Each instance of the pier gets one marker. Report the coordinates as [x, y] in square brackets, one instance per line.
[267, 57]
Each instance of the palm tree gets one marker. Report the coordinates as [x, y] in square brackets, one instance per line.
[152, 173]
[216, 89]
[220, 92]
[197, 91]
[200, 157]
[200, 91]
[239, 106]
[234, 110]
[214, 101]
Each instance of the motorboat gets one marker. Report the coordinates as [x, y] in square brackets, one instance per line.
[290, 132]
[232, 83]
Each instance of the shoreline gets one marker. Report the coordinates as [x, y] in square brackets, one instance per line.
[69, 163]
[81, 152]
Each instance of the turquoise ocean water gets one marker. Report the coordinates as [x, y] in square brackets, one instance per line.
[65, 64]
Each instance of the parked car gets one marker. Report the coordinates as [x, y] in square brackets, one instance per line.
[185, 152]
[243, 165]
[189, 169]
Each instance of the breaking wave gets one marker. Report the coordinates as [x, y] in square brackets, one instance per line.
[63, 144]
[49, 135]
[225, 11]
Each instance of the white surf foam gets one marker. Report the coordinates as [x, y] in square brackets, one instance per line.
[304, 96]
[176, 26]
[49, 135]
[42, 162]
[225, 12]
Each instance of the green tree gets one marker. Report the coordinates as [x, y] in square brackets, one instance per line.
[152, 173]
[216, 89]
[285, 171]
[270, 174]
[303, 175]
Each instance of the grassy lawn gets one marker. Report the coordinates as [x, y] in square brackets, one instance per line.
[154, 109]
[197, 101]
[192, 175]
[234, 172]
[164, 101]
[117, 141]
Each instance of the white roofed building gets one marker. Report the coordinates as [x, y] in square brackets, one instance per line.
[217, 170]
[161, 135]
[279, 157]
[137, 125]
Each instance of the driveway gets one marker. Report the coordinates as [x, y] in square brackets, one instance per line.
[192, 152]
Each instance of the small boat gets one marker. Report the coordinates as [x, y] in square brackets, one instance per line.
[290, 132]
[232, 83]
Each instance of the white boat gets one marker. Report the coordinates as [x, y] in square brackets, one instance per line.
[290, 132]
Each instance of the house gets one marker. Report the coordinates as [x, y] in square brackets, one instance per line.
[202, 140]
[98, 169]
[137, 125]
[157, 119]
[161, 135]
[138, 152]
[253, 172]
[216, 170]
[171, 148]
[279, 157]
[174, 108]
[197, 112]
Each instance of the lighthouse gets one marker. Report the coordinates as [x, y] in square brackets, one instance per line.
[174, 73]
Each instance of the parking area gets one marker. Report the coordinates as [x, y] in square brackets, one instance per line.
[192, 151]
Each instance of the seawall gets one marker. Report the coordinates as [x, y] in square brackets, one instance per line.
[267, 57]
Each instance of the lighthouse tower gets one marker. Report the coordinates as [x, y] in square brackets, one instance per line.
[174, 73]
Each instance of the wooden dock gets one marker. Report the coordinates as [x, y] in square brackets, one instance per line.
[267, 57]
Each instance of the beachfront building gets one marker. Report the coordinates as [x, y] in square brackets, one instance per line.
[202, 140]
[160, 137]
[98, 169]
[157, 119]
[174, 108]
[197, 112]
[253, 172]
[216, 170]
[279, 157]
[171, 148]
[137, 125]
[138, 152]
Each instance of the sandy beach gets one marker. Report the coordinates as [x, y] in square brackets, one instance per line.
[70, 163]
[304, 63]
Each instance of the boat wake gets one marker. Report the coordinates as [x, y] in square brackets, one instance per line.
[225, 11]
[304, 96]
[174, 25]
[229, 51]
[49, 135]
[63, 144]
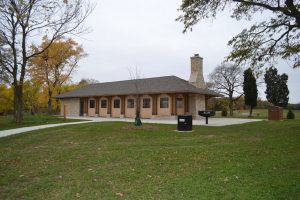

■ **ABOUT THIS EXERCISE**: Pictures are to be dropped, and the remaining data set down exactly.

■ **TASK ANSWER**:
Each instance of the pier gets one marker. Report the coordinates as [x, y] in square brackets, one instance per line.
[267, 57]
Each instance of the palm tree gets one marker. Report the coordinates as [x, y] in square brackets, one instance per line.
[152, 173]
[216, 89]
[220, 92]
[197, 91]
[200, 157]
[200, 91]
[239, 106]
[234, 110]
[214, 101]
Each instance of the motorboat gets one marker. Report the coordinates as [x, y] in square brackets, one instance per line.
[290, 132]
[232, 83]
Each instance of the shoreline gets one marker. Report the coordinates as [x, y] in square brackets, one instance per line.
[69, 163]
[81, 152]
Each instance of the turquoise ocean water gets one marker. Report the coordinates as [x, y] in square brackets, one instance per line.
[65, 64]
Each instance of the parked car gets one marker. Report the coordinates as [x, y] in square brackets, one instance per line.
[185, 152]
[243, 165]
[189, 169]
Each instance of the breaking wave gets one marker. Report the coordinates as [x, y] in square brackets, one instance per line.
[63, 144]
[49, 135]
[225, 11]
Each instance of the white surf foam gets one marker. Report the coordinates as [x, y] in square brackets, one instance per line.
[304, 96]
[176, 26]
[49, 135]
[42, 162]
[225, 12]
Each instance of the green tree gets one marker. Report the coordinates as [x, y] in square brackets, one instance per line.
[152, 173]
[216, 89]
[285, 171]
[270, 174]
[303, 175]
Each instance of the grassy lawn gets one marker. Report the coordinates as [x, y] in square brackets, one instance per line.
[154, 109]
[197, 101]
[192, 175]
[234, 172]
[164, 101]
[117, 141]
Each instance of the white roofed building gets one marker. Report the coordinates as [x, y] in square brackets, one instance per line.
[217, 170]
[161, 135]
[279, 157]
[137, 125]
Each instance of the driveway gets one marker. Report the coordinates as [x, y] in square brackets, one instance per line.
[192, 152]
Each instance of the small boat gets one marker. Report the coordinates as [x, y] in square brackets, one instance per line.
[290, 132]
[232, 83]
Each instance of the white boat gets one marker. Report the coordinates as [x, y] in square brackets, one instance per line.
[290, 132]
Each instance of the house gets one marker. Report the coordinates as [x, y] in square brackets, one instance per line.
[202, 140]
[98, 169]
[137, 125]
[157, 119]
[161, 135]
[138, 152]
[253, 172]
[216, 170]
[171, 148]
[279, 157]
[174, 108]
[197, 112]
Each instance of the lighthouse gets one marker. Report the coordinates as [x, y] in square brackets, one instance per line.
[174, 73]
Each instance of the parking area gets one marker. Report the coordinates as [x, y] in square brackets, one instance per line.
[192, 151]
Each instance of the seawall gets one marker. Report the coordinates as [x, y] in square brackets, one instance per line.
[267, 57]
Each instance of the lighthouse tower gets one marker. Report the coordinates as [x, y] in square brackets, one instance per line.
[174, 73]
Each instance of the wooden dock gets one marker. Report the coordinates as [x, y] in square brackets, one instance per line.
[267, 57]
Each instance of the beachfront building gets one marker. Report the coordinates as [x, y] in square brackets, one instance per line.
[202, 140]
[160, 137]
[98, 169]
[157, 119]
[174, 108]
[197, 112]
[253, 172]
[216, 170]
[279, 157]
[171, 148]
[137, 125]
[138, 152]
Each instance of the sandy beach gets one marker. Report the coordinates as [x, y] in square brackets, one instance per line.
[70, 163]
[304, 63]
Each instance of the boat wake gets one marker. Report the coordinates as [x, y] in square brackets, one instance per line.
[225, 11]
[304, 96]
[174, 25]
[229, 51]
[49, 135]
[63, 144]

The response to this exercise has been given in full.